● Soal Latihan:
(A) Tulis ulang kata demi kata bagian teks tentang Kerajaan Tidore di bawah, dari "Ketika Tidore mencapai" sampai "keputusan Dewan Wazir.", termasuk kedua ujungnya.
(B) Ringkas teks tentang Kerajaan Tidore di bawah dalam dua kalimat.

● Kutipan Dokumen:
■ ■ ■ ■ ■

Pada masa kejayaannya, wilayah kerajaan Tidore mencakup kawasan yang cukup luas hingga mencapai Kepulauan Pasifik. Wilayah sekitar pulau Tidore yang menjadi bagian wilayahnya adalah Papua, gugusan pulau-pulau Raja Ampat dan pulau Seram. Di Kepulauan Pasifik, kekuasaan Tidore mencakup Mikronesia, Kepulauan Marianas, Marshal, Ngulu, Kepulauan Kapita Gamrange, Melanesia, Kepulauan Solomon dan beberapa pulau yang masih menggunakan identitas Nuku, seperti Nuku Haifa, Nuku Oro, Nuku Maboro dan Nuku Nau. Wilayah lainnya yang termasuk dalam kekuasaan Tidore adalah Haiti dan Kepulauan Nuku Lae-lae, Nuku Fetau, Nuku Wange dan Nuku Nono.
Sistem pemerintahan di Tidore cukup mapan dan berjalan dengan baik. Struktur tertinggi kekuasaan berada di tangan sultan. Menariknya, Tidore tidak mengenal sistem putra mahkota sebagaimana kerajaan-kerajaan lainnya di kawasan Nusantara. Seleksi sultan dilakukan melalui mekanisme seleksi calon-calon yang diajukan dari Dano-dano Folaraha (wakil-wakil marga dari Folaraha), yang terdiri dari Fola Yade, Fola Ake Sahu, Fola Rum dan Fola Bagus. Dari nama-nama ini, kemudian dipilih satu di antaranya untuk menjadi sultan.
Ketika Tidore mencapai masa kejayaan di era Sultan Nuku, sistem pemerintahan di Tidore telah berjalan dengan baik. Saat itu, sultan (kolano) dibantu oleh suatu Dewan Wazir, dalam bahasa Tidore disebut Syara, adat se nakudi. Dewan ini dipimpin oleh sultan dan pelaksana tugasnya diserahkan kepada Joujau (perdana menteri). Anggota Dewan wazir terdiri dari Bobato pehak raha (empat pihak bobato; semcam departemen) dan wakil dari wilayah kekuasan. Bobato ini bertugas untuk mengatur dan melaksanakan keputusan Dewan Wazir.

■ ■ ■ ■ ■

● Data Hasil Ekstraksi:
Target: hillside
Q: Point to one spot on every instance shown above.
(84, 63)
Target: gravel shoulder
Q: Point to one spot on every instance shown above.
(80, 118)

■ ■ ■ ■ ■

● Kunci Jawaban:
(A)
Ketika Tidore mencapai masa kejayaan di era Sultan Nuku, sistem pemerintahan di Tidore telah berjalan dengan baik. Saat itu, sultan (kolano) dibantu oleh suatu Dewan Wazir, dalam bahasa Tidore disebut Syara, adat se nakudi. Dewan ini dipimpin oleh sultan dan pelaksana tugasnya diserahkan kepada Joujau (perdana menteri). Anggota Dewan wazir terdiri dari Bobato pehak raha (empat pihak bobato; semcam departemen) dan wakil dari wilayah kekuasan. Bobato ini bertugas untuk mengatur dan melaksanakan keputusan Dewan Wazir.

(B) Pada masa kejayaannya, Kerajaan Tidore menguasai wilayah luas, mulai dari Papua, Raja Ampat, dan Pulau Seram hingga berbagai kepulauan di Pasifik seperti Mikronesia, Marianas, Melanesia, dan Solomon. Tidore tidak mengenal putra mahkota, melainkan memilih sultan dari calon-calon yang diajukan wakil marga Folaraha, dan pada era Sultan Nuku sultan dibantu Dewan Wazir yang tugasnya dijalankan Joujau dengan para Bobato sebagai pelaksana keputusannya.